▶ [WHAT IS REQUIRED]:
Gather every line below that contains the word "grass", and copy each one.

[START]

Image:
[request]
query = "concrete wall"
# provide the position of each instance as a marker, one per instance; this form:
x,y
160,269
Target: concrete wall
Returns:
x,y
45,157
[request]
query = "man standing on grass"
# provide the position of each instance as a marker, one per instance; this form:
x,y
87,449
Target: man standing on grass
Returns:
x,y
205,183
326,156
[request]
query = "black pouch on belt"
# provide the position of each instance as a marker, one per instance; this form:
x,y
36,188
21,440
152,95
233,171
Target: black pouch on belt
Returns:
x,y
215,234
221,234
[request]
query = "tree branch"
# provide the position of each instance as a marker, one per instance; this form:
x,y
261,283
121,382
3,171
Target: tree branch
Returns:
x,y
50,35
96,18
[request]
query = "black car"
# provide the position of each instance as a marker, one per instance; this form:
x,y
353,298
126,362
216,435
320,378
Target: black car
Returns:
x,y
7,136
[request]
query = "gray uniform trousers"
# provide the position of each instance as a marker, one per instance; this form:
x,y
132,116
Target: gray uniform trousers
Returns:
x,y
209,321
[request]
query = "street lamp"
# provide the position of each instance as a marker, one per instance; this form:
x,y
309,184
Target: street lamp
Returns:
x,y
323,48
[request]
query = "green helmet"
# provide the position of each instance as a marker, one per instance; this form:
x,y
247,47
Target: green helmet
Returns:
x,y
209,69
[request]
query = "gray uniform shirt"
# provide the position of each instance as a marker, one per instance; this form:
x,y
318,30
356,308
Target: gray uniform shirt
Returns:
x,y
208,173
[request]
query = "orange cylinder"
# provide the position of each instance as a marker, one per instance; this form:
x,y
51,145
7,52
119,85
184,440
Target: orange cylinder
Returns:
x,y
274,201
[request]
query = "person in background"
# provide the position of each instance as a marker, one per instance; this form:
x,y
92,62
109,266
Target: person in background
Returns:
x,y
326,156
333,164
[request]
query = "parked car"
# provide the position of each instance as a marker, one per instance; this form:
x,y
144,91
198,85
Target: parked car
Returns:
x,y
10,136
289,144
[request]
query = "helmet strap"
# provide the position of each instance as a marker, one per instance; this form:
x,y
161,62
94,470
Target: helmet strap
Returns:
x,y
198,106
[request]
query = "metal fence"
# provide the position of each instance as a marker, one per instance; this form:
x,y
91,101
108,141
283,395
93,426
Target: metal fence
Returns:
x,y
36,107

[END]

▶ [RESPONSE TO THE TASK]:
query = "man standing on grass"
Target: man standing on grass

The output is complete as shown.